[EXCERPTED RECORDS]

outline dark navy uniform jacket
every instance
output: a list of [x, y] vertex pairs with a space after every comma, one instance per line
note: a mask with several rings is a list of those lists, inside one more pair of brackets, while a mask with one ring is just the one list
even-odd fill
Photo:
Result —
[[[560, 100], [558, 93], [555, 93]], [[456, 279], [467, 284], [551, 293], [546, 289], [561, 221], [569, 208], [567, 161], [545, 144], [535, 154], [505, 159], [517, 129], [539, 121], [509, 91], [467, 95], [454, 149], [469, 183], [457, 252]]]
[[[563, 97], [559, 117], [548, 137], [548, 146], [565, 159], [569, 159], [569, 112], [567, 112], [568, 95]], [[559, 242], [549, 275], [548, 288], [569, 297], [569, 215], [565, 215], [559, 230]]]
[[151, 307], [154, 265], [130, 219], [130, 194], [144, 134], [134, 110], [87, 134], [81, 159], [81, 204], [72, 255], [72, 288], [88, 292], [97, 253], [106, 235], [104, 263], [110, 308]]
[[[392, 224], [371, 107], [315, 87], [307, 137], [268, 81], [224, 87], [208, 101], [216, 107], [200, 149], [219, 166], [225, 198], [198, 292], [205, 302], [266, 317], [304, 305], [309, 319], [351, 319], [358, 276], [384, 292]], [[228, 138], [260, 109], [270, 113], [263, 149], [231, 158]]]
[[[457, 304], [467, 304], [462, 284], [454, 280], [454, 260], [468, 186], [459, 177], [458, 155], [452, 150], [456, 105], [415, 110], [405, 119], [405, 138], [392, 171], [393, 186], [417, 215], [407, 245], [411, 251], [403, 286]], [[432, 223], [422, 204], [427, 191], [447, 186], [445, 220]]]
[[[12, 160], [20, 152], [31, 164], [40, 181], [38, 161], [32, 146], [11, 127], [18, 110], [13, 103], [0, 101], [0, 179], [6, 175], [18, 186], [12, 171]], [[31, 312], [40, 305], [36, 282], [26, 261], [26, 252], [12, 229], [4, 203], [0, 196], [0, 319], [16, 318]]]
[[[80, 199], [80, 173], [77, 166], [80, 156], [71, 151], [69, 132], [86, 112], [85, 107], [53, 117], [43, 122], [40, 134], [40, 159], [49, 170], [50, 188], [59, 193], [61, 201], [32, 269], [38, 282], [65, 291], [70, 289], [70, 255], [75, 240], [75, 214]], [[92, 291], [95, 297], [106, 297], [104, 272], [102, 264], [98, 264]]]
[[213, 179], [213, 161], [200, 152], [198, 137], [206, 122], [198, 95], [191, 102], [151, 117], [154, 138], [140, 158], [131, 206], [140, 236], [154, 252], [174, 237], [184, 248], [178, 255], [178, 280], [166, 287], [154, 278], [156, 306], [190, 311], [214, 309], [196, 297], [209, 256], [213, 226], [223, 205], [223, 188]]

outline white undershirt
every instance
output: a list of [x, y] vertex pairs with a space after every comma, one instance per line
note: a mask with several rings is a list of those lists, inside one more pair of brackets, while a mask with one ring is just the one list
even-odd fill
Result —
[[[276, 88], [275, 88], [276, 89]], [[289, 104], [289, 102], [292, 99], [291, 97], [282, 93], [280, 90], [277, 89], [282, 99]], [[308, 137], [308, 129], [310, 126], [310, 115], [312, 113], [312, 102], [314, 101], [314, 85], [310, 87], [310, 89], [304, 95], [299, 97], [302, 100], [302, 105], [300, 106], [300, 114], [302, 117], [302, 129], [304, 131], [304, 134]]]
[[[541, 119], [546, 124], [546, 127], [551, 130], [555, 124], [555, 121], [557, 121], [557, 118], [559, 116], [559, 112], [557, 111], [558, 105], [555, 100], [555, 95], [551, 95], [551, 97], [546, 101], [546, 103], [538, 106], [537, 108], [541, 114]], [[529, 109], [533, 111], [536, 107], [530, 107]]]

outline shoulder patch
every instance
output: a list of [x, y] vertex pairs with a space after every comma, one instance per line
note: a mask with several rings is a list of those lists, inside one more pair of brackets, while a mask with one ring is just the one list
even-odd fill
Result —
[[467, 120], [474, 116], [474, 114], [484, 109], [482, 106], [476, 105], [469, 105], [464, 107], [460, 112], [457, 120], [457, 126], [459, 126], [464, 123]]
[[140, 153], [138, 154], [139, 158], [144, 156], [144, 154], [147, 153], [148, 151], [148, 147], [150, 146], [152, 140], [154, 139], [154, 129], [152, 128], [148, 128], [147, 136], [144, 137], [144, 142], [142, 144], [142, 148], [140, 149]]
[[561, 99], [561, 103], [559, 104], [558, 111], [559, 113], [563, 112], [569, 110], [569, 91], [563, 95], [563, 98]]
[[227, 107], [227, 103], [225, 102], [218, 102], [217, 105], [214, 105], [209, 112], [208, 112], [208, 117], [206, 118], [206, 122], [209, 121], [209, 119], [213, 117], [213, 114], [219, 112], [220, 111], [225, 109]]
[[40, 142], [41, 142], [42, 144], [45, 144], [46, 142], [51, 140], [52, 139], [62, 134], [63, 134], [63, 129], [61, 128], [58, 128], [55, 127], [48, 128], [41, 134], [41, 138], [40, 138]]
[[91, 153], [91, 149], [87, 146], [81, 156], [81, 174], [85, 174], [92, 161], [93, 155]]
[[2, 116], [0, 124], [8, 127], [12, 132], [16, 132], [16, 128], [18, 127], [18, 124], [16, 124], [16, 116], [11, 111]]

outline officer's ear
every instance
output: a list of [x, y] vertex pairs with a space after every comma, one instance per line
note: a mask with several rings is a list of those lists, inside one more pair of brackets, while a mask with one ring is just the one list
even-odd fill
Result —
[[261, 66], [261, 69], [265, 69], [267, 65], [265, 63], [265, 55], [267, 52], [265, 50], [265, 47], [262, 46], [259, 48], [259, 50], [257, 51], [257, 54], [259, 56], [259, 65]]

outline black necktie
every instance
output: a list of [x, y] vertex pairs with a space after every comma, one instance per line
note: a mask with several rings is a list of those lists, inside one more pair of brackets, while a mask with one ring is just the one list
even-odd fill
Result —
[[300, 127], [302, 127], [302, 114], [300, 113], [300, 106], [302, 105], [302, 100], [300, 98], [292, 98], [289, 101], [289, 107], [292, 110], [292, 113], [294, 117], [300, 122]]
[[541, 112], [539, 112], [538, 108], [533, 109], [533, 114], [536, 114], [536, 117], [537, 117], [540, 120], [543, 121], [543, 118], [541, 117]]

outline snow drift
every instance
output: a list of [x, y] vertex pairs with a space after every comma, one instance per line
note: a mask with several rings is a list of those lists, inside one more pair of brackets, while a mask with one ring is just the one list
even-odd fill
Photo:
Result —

[YOUR TASK] Reproduce all of the records above line for line, without altering a single character.

[FULL RESPONSE]
outline dark navy uniform jacket
every instance
output: a list of [x, y] vertex pairs with a space after every comma, one instance per line
note: a mask with several rings is a list of those lists, inside one more pair of brackets, while a mask with one ring is just the one list
even-odd fill
Photo:
Result —
[[[560, 100], [558, 93], [555, 93]], [[456, 279], [467, 284], [551, 293], [546, 289], [561, 221], [569, 208], [567, 161], [545, 144], [535, 154], [505, 159], [517, 129], [539, 121], [509, 91], [467, 95], [454, 149], [469, 183], [457, 252]]]
[[[563, 97], [559, 117], [548, 137], [548, 146], [565, 159], [569, 159], [569, 112], [567, 112], [568, 95]], [[559, 242], [549, 275], [548, 288], [569, 297], [569, 215], [565, 215], [559, 230]]]
[[151, 307], [154, 265], [130, 219], [130, 194], [144, 134], [134, 110], [87, 134], [81, 159], [81, 204], [72, 255], [72, 288], [88, 292], [97, 253], [106, 235], [104, 263], [110, 308]]
[[[392, 224], [371, 107], [315, 87], [307, 137], [268, 81], [224, 87], [208, 101], [216, 107], [200, 149], [219, 166], [225, 198], [198, 292], [205, 302], [266, 317], [304, 305], [309, 319], [351, 319], [358, 276], [384, 292]], [[228, 138], [260, 109], [270, 113], [263, 149], [231, 158]]]
[[[457, 304], [467, 304], [462, 284], [454, 280], [454, 260], [468, 186], [459, 177], [458, 155], [452, 150], [456, 105], [415, 110], [405, 119], [405, 138], [392, 171], [393, 186], [417, 215], [407, 245], [411, 251], [403, 286]], [[432, 223], [422, 204], [427, 191], [447, 186], [445, 220]]]
[[[12, 160], [20, 152], [31, 164], [40, 181], [38, 161], [32, 146], [11, 127], [18, 110], [13, 103], [0, 101], [0, 179], [6, 175], [18, 186], [12, 171]], [[31, 312], [40, 305], [36, 282], [26, 261], [26, 252], [12, 229], [4, 203], [0, 196], [0, 319], [16, 318]]]
[[[80, 199], [80, 173], [77, 166], [80, 156], [71, 151], [69, 132], [86, 112], [85, 107], [53, 117], [43, 122], [40, 134], [40, 159], [49, 170], [50, 188], [59, 193], [61, 201], [32, 269], [38, 282], [65, 291], [70, 289], [70, 255], [75, 240], [75, 214]], [[92, 291], [95, 297], [106, 297], [104, 272], [102, 264], [98, 264]]]
[[213, 179], [213, 161], [200, 152], [198, 137], [206, 122], [198, 95], [191, 102], [151, 117], [154, 138], [140, 158], [131, 206], [140, 236], [154, 252], [174, 237], [184, 248], [178, 255], [178, 280], [166, 287], [154, 278], [156, 306], [190, 311], [214, 309], [196, 297], [209, 256], [213, 226], [223, 205], [223, 188]]

outline white undershirt
every instance
output: a list of [x, y] vertex pairs with a space after every comma, one instance per line
note: a mask with several rings is a list of those lists, inside one more pair of brackets, while a mask with one ring is just the one list
even-odd fill
Result —
[[[276, 88], [275, 88], [276, 89]], [[289, 104], [289, 102], [292, 99], [291, 97], [282, 93], [280, 90], [277, 89], [282, 99]], [[308, 137], [308, 129], [310, 126], [310, 115], [312, 113], [312, 102], [314, 101], [314, 85], [310, 87], [310, 89], [304, 95], [299, 97], [302, 100], [302, 105], [300, 106], [300, 114], [302, 117], [302, 129], [304, 131], [304, 134]]]
[[[541, 119], [546, 124], [546, 127], [551, 130], [555, 124], [555, 121], [557, 121], [557, 118], [559, 116], [559, 112], [557, 111], [558, 105], [555, 100], [555, 95], [551, 95], [551, 97], [546, 101], [546, 103], [538, 106], [537, 108], [541, 114]], [[529, 109], [533, 111], [536, 107], [530, 107]]]

outline shoulder patch
every instance
output: a list of [x, y] vertex pairs with a space after every comma, one instance per line
note: a mask with several rings is a list of those lists, inside one more pair of brackets, while a mask with one ring is just the one list
even-odd fill
Result —
[[467, 120], [474, 116], [474, 114], [484, 109], [482, 106], [476, 105], [469, 105], [464, 107], [460, 112], [457, 120], [457, 126], [459, 126], [464, 123]]
[[140, 153], [138, 154], [139, 158], [144, 156], [144, 154], [147, 153], [148, 151], [148, 147], [150, 146], [152, 140], [154, 139], [154, 129], [152, 128], [148, 128], [147, 136], [144, 137], [144, 142], [142, 144], [142, 148], [140, 149]]
[[561, 99], [561, 103], [559, 104], [558, 111], [559, 113], [563, 112], [569, 110], [569, 91], [563, 95], [563, 98]]
[[227, 107], [227, 103], [225, 102], [218, 102], [217, 105], [214, 105], [209, 112], [208, 112], [208, 117], [206, 118], [206, 122], [209, 121], [209, 119], [213, 117], [213, 114], [219, 112], [220, 111], [225, 109]]
[[40, 142], [41, 142], [42, 144], [45, 144], [46, 142], [51, 140], [52, 139], [62, 134], [63, 134], [63, 129], [61, 128], [58, 128], [55, 127], [48, 128], [41, 134], [41, 138], [40, 138]]
[[91, 153], [91, 149], [87, 146], [81, 156], [81, 174], [85, 174], [92, 161], [93, 155]]
[[2, 116], [0, 124], [8, 127], [12, 132], [16, 132], [16, 128], [18, 127], [18, 124], [16, 124], [16, 116], [11, 111]]

outline officer's ear
every instance
output: a list of [x, y] vertex pairs with a space after every comma, one instance per line
note: a mask with several rings is a list of those lists, inside one more pair of brackets, while a mask with one ring is just the one list
even-odd fill
Result —
[[261, 66], [261, 69], [265, 69], [267, 65], [265, 63], [265, 55], [267, 52], [265, 50], [265, 47], [262, 46], [259, 48], [259, 50], [257, 51], [257, 54], [259, 56], [259, 65]]

outline black necktie
every instance
output: a list of [x, y] vertex pairs with a space after every comma, one instance per line
note: a mask with several rings is a list of those lists, inside one more pair of brackets, while a mask with one ring is just the one list
even-odd fill
Result —
[[300, 127], [302, 127], [302, 114], [300, 113], [300, 106], [302, 105], [302, 100], [300, 98], [292, 98], [289, 101], [289, 107], [292, 110], [292, 113], [294, 117], [300, 122]]
[[541, 112], [539, 112], [538, 108], [533, 109], [533, 114], [536, 114], [536, 117], [537, 117], [540, 120], [543, 121], [543, 118], [541, 117]]

outline snow drift
every instance
output: a list of [x, y] vertex pairs with a space after every comma, one instance per line
note: a mask with several rings is a list of those lists, inside one more pair of brackets, while a mask with one ring is just the one list
even-odd fill
Photo:
Result —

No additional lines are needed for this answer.